> [Work to be completed]: Beginning with the line that has "of the gold" in it, transcribe the listing exactly through its final line, and add nothing.

> [Extracted records]:
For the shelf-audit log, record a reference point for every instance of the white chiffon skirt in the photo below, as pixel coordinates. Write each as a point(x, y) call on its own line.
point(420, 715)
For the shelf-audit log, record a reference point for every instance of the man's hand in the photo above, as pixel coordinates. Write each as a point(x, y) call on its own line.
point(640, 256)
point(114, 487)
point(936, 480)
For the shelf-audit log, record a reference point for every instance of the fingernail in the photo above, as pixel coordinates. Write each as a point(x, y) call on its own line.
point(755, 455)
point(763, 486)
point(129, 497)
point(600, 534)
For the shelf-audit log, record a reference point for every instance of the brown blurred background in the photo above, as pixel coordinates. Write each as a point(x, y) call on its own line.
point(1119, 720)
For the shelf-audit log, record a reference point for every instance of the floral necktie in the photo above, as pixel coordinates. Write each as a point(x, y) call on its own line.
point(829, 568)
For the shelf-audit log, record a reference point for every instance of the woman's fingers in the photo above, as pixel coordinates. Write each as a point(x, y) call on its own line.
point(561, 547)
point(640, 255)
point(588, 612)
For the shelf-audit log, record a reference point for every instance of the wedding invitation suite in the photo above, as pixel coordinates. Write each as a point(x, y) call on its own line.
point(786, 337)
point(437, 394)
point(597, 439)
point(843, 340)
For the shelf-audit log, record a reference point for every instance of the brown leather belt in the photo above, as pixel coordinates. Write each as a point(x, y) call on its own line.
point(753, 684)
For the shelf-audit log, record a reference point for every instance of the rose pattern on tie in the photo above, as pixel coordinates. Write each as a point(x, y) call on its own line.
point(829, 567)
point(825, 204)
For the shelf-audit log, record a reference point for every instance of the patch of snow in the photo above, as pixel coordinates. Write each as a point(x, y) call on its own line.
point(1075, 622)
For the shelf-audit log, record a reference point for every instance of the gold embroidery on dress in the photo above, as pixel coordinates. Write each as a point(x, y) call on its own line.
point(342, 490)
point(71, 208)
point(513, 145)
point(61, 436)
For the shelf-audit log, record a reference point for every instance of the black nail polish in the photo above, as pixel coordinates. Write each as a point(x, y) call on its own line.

> [Answer to this task]:
For the shelf-audit log, record a reference point for every instance of the gold embroidery on dress in the photo above, as pixel coordinates. Write each as a point(x, y) call on its own line.
point(342, 490)
point(71, 208)
point(513, 145)
point(61, 436)
For the shelf-audit log, record a reference point for every instance of the black nail polish in the photo above, as pixel coordinates. Write each as a point(x, y) call on its own line.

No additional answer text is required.